◆ **TASKS**
A) Please repeat, word for word, the part of the polyethylene branching passage between "Furthermore, in following" and "with experimental findings.", inclusive.
B) Carry on writing the polyethylene branching passage from the point where it ends.
[START QUOTED PASSAGE]
To further theoretically access the origin of selectivity on exclusive methyl branches, that is why 1,4-Me2 unit can be produced but longer-chain branch units such as 1,3-Me/Et unit are unavailable, we also investigated further ethylene insertion and BHE based on 6. As indicated in Fig. 5, the direct ethylene coordination-insertion overcomes a total energy barrier of 13.1 (ΔG4, −15.9−(−29.0), TS67coor) kcal mol−1 and releases an energy of 12.4 (−41.4−(−29.0)) kcal mol−1, yielding a precursor (8) of 1,x-Me2 units (x = 2n + 4, n = 1, 2, 3…). To obtain 1,4-Me2 unit and 1,3-Me/Et unit, a BHE and 2,1-reinsertion from 6 was calculated. Notably, locating 5-methyl-1-hexene-coordinated intermediate 7BHE-C is fruitless, and just one transition state TS78reins with an energy barrier of 13.9 (ΔG5, −15.1−(−29.0)) kcal mol-1 is obtained between 6 and 8reins (1,4-Me2 unit, observed in the experiment) (Detailed discussion for the not located 7BHE-C in Supplementary Figs. 5 and 6). Then, 8reins (−29.7 kcal mol−1, the β-agostic H from CH3 of methyl branches) isomerizes to a more stable 8reins-iso (−33.3 kcal mol−1, the β-agostic H from CH2 of backbone, also 1,4-Me2 unit). It is noteworthy that the generations of 1,6-Me2 unit precursor (ΔG4 = 13.1 kcal mol−1) and 1,4-Me2 unit (ΔG5 = 13.9 kcal mol−1) indicate the similar energy barriers, suggesting that they both can be obtained. This shows a good agreement with experimental results.

Furthermore, in following BHE and reinsertion from 8reins-iso to 9reins (1,3-Me/Et unit), we cannot also locate 5-methyl-2-hexene (MH)-coordinated intermediate 8BHE-C and just obtain one transition state TS8BHE (Supplementary Figs. 7 and 8). Unlike 1,4-Me2 unit, the formation of 1,3-Me/Et unit needs going through a higher TS8BHE with an energy barrier of 24.3 (ΔG8, −9.0−(−33.3)) kcal mol-1 and is an apparently unfavorable process, which is consistent with experimental findings.

Beyond those, the possibilities of further polymerization based on 8reins and 8reins-iso were also considered. It was found that the ethylene coordination-insertion (8reins → TS89coor → 9 → TS910ins  → 10) into 8reins owns an energy barrier of 10.3 (ΔG6, −19.4−(−29.7)) kcal mol−1 and is exergonic by 14.5 ((−44.2−(−29.7))) kcal mol−1, while the process (8reins-iso → TS'89coor → 9’ → TS'910ins → 10’) involving 8reins-iso overcomes a higher energy barrier of 24.2 (ΔG7, −9.1−(−33.3)) kcal mol−1 and is a less exergonic process (−7.9 = −41.2−(−33.3) kcal mol−1) (Detailed discussion for TS910ins and TS'910ins in Supplementary Fig. 9). Therefore, the subsequent insertion on the basis of 8reins is smooth. Aforementioned findings allow us to conclude that the unique ancillary ligand forms a suitable channel for an exclusive formation of small methyl branches and a precise distribution of 1,2n + 4-Me2 units (n = 0, 1, 2, 3…) in highly branched polyethylenes.

Mechanistic insight into branch formation (difference of nickel and palladium system)
[END QUOTED PASSAGE]
[START EXCERPTED DATA]
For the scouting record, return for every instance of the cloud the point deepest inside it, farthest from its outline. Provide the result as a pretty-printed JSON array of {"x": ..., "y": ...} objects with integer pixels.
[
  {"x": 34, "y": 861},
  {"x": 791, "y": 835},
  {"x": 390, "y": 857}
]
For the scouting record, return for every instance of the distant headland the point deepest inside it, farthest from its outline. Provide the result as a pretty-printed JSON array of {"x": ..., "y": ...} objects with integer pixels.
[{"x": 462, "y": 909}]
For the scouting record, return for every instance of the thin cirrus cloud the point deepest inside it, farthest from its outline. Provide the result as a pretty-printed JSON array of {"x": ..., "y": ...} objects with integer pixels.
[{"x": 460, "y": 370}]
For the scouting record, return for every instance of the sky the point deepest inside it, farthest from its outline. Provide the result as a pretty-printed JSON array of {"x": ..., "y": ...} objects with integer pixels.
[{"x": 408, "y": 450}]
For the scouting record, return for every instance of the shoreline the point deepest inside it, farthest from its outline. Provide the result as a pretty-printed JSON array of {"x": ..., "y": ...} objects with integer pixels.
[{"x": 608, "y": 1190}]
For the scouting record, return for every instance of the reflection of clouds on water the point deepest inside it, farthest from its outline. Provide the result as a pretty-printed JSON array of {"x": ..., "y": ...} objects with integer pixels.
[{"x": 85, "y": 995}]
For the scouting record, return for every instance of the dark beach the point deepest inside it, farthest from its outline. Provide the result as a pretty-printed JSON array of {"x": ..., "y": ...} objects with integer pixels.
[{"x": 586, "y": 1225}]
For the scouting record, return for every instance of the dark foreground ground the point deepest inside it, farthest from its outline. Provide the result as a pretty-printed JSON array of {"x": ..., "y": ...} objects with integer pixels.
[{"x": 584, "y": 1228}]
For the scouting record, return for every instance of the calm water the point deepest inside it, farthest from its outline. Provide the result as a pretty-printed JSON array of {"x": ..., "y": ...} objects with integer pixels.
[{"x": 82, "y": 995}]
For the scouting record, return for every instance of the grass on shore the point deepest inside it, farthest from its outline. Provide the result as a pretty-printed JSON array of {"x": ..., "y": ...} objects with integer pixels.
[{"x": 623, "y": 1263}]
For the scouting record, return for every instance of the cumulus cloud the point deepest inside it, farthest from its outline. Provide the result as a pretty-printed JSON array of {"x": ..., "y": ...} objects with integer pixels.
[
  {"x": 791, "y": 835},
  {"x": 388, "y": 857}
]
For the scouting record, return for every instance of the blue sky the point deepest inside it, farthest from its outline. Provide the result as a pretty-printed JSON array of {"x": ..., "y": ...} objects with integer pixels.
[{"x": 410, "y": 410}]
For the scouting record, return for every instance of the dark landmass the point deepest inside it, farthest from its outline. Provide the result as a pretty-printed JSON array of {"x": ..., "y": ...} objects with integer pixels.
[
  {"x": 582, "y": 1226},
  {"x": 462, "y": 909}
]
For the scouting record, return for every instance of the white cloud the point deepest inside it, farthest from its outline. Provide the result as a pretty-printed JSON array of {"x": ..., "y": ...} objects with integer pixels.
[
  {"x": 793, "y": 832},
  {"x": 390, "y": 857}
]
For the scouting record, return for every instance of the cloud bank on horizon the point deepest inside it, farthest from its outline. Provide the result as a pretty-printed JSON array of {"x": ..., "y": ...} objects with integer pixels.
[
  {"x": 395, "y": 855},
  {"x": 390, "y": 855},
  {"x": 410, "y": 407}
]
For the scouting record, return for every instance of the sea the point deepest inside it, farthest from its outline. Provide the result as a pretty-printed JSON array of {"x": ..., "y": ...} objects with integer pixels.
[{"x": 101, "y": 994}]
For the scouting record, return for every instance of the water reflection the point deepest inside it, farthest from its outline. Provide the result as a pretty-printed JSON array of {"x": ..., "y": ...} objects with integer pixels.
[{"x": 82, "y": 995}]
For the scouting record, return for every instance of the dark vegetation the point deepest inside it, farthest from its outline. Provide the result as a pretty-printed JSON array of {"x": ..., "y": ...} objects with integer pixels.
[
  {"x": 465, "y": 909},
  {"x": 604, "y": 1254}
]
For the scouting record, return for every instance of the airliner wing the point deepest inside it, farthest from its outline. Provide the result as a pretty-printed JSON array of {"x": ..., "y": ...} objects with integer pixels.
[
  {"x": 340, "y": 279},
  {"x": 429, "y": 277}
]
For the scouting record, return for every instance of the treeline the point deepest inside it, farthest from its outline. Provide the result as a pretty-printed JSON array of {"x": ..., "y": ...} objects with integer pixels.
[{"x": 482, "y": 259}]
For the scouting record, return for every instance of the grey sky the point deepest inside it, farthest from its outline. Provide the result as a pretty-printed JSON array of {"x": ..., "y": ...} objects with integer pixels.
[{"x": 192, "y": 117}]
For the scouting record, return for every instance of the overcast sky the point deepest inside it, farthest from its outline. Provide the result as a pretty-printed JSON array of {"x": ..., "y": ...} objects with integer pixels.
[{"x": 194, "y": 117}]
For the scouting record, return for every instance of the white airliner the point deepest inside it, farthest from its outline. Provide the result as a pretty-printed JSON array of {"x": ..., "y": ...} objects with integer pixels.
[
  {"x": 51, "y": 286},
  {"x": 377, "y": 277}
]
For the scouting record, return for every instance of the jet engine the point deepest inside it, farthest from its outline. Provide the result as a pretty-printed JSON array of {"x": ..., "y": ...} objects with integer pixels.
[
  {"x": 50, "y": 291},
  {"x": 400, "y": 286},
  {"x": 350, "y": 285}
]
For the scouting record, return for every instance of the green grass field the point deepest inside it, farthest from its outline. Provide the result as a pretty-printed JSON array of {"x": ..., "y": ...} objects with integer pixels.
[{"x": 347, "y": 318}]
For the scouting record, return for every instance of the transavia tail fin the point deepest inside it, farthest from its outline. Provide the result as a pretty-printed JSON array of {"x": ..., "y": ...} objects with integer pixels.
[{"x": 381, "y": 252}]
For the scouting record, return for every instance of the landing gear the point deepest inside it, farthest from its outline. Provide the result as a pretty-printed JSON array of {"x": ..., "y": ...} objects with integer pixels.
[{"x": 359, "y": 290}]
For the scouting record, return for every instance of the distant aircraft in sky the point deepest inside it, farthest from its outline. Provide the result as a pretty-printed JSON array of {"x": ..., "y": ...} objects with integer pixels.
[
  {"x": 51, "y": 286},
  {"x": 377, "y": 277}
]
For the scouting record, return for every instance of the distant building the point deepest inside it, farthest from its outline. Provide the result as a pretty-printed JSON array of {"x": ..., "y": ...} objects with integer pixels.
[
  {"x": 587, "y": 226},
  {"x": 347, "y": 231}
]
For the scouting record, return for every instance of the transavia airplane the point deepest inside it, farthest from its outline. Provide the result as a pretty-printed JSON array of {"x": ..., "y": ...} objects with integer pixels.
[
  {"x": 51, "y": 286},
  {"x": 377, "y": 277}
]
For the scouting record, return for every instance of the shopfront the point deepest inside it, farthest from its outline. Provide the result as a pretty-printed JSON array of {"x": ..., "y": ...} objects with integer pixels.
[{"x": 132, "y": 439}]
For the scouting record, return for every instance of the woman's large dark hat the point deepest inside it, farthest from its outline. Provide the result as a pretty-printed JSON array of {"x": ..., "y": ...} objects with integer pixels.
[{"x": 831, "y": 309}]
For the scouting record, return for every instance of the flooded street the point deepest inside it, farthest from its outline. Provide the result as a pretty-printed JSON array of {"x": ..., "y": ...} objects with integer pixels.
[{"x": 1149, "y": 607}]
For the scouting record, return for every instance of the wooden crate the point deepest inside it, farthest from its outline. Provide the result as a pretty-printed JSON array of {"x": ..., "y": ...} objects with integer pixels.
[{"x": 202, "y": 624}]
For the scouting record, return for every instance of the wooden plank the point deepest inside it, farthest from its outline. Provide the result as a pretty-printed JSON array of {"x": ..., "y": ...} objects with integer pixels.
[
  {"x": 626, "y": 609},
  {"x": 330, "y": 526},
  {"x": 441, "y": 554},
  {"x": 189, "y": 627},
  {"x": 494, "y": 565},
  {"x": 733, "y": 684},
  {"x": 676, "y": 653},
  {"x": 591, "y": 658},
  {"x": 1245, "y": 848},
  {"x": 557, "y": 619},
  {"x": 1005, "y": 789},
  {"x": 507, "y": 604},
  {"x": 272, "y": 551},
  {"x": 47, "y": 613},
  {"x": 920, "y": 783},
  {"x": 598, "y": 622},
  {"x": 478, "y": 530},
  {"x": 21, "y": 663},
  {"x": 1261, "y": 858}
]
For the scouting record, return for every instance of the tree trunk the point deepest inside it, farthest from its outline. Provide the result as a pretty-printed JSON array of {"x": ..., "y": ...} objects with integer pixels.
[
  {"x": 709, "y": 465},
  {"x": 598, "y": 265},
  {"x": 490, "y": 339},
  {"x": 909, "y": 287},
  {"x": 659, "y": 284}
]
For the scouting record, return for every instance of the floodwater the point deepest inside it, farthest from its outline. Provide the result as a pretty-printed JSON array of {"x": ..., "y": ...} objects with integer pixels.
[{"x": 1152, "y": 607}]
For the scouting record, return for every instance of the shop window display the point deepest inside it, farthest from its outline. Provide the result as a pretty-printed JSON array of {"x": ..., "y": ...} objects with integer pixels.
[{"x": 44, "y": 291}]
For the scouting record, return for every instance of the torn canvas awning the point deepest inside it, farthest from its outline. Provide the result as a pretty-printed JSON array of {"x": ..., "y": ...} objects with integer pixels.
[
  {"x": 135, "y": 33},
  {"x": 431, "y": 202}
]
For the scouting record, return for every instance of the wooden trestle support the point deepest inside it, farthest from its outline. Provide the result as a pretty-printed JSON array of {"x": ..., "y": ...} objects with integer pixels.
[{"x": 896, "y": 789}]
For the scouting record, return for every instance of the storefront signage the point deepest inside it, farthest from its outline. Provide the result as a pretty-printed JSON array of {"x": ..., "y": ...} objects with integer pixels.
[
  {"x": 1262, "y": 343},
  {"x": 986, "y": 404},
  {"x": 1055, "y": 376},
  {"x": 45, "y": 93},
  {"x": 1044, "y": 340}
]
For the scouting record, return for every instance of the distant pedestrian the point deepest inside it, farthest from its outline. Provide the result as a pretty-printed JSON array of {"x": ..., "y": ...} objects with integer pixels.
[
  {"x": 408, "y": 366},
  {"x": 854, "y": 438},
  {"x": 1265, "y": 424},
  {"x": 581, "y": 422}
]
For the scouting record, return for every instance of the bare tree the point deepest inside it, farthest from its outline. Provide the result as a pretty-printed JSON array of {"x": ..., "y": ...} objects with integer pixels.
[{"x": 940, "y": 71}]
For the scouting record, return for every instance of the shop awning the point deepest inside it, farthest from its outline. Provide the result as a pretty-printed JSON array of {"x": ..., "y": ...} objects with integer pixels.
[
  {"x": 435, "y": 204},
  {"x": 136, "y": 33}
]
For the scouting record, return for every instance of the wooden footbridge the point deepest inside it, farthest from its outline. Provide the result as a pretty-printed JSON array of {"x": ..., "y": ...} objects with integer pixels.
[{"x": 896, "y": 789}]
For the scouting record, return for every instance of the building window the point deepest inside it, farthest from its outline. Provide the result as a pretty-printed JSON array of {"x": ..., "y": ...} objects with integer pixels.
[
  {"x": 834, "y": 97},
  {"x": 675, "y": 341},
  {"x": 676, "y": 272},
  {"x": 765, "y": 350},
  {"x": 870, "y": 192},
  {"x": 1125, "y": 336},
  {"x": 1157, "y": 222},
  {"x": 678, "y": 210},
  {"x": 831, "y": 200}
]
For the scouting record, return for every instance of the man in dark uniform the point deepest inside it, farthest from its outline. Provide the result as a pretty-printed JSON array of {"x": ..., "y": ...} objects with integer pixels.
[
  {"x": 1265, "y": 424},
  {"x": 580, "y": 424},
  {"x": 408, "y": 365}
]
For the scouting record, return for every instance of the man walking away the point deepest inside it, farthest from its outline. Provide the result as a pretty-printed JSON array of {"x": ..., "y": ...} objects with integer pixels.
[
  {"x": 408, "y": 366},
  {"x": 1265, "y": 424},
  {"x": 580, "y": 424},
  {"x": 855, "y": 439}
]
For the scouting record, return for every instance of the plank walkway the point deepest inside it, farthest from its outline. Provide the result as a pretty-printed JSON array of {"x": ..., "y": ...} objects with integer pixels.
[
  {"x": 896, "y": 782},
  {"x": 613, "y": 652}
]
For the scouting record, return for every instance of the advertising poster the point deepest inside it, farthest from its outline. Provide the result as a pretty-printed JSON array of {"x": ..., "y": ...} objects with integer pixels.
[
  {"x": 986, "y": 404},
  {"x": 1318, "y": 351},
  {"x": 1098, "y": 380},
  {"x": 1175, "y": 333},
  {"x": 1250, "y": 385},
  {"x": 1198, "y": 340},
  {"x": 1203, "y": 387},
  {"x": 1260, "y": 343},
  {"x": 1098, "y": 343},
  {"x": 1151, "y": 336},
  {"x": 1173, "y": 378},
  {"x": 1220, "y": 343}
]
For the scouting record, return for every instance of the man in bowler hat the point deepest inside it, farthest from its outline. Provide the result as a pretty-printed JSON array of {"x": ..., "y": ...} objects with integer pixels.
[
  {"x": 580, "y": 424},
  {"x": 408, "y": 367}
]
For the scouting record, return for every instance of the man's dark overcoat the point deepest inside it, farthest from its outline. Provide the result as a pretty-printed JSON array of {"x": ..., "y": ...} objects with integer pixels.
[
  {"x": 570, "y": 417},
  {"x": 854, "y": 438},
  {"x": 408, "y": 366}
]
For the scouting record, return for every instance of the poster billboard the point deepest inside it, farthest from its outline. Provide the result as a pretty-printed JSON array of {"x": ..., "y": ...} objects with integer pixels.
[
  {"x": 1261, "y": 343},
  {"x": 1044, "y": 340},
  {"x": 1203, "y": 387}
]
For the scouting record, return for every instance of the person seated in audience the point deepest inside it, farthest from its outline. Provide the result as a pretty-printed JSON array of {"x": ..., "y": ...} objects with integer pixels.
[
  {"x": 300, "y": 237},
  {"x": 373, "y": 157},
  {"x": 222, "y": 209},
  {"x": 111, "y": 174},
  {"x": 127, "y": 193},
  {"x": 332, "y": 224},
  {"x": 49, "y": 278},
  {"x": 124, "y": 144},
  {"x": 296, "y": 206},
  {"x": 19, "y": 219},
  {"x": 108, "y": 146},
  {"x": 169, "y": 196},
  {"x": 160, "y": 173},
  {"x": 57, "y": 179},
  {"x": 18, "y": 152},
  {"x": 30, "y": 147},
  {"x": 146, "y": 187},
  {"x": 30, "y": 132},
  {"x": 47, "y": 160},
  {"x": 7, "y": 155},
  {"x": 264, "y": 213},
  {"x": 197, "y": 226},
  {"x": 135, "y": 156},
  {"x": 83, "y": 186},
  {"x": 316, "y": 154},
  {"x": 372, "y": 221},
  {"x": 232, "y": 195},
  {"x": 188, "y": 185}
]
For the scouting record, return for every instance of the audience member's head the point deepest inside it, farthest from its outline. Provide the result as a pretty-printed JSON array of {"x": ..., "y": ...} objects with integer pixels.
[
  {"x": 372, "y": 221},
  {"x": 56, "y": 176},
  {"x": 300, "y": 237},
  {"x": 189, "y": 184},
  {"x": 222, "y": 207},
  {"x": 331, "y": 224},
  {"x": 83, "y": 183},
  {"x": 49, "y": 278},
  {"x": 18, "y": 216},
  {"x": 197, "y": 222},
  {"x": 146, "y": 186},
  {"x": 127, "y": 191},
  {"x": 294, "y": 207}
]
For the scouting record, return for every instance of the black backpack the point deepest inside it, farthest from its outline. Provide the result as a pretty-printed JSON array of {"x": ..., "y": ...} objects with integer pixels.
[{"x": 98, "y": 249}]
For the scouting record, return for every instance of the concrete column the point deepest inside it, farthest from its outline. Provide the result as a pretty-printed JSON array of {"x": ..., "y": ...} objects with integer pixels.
[END EXCERPTED DATA]
◆ **RESPONSES PER TASK**
A)
Furthermore, in following BHE and reinsertion from 8reins-iso to 9reins (1,3-Me/Et unit), we cannot also locate 5-methyl-2-hexene (MH)-coordinated intermediate 8BHE-C and just obtain one transition state TS8BHE (Supplementary Figs. 7 and 8). Unlike 1,4-Me2 unit, the formation of 1,3-Me/Et unit needs going through a higher TS8BHE with an energy barrier of 24.3 (ΔG8, −9.0−(−33.3)) kcal mol-1 and is an apparently unfavorable process, which is consistent with experimental findings.

B)
The entire discussion and the related Supplementary Notes and Fig. 3 and 10 can be found in Supplementary Information. Herein, we only focus on the difference of the origin of selectivity based on the same unique ligand. Inaccessible 1,2-Me2 unit (distribution): (Ni) the unfavorable kinetics (+3.9 kcal mol−1) and thermodynamics (+5.0 kcal mol−1) and high barrier (21.9 kcal mol−1) of subsequent ethylene insertion; (Pd) the favorable kinetics (−5.8 kcal mol−1) but both unfavorable thermodynamics (+2.3 kcal mol−1) and high barrier (17.8 kcal mol−1) of subsequent ethylene insertion. Inaccessible 1,3-Me/Et unit (longer branches): (Ni) the extremely unfavorable kinetics (+14.0 kcal mol−1); (Pd) the slightly unfavorable kinetics (+2.2 kcal mol−1), indicating an impossibility at low temperature but a possibility at higher temperature. Available 1,4-Me2 unit: (Ni) comparable barrier of isomerization (chain walking) with the precursor of 1,6-Me2 unit (13.9 vs 13.1 kcal mol−1) but lower barrier (10.3 kcal mol−1) of subsequent ethylene insertion to form 1,4-Me2 unit (10); (Pd) easy isomerization (chain walking) (7.3 kcal mol−1) and comparable barrier (15.0 vs 15.5 kcal mol−1) of subsequent ethylene insertion to form 1,4-Me2 unit (10).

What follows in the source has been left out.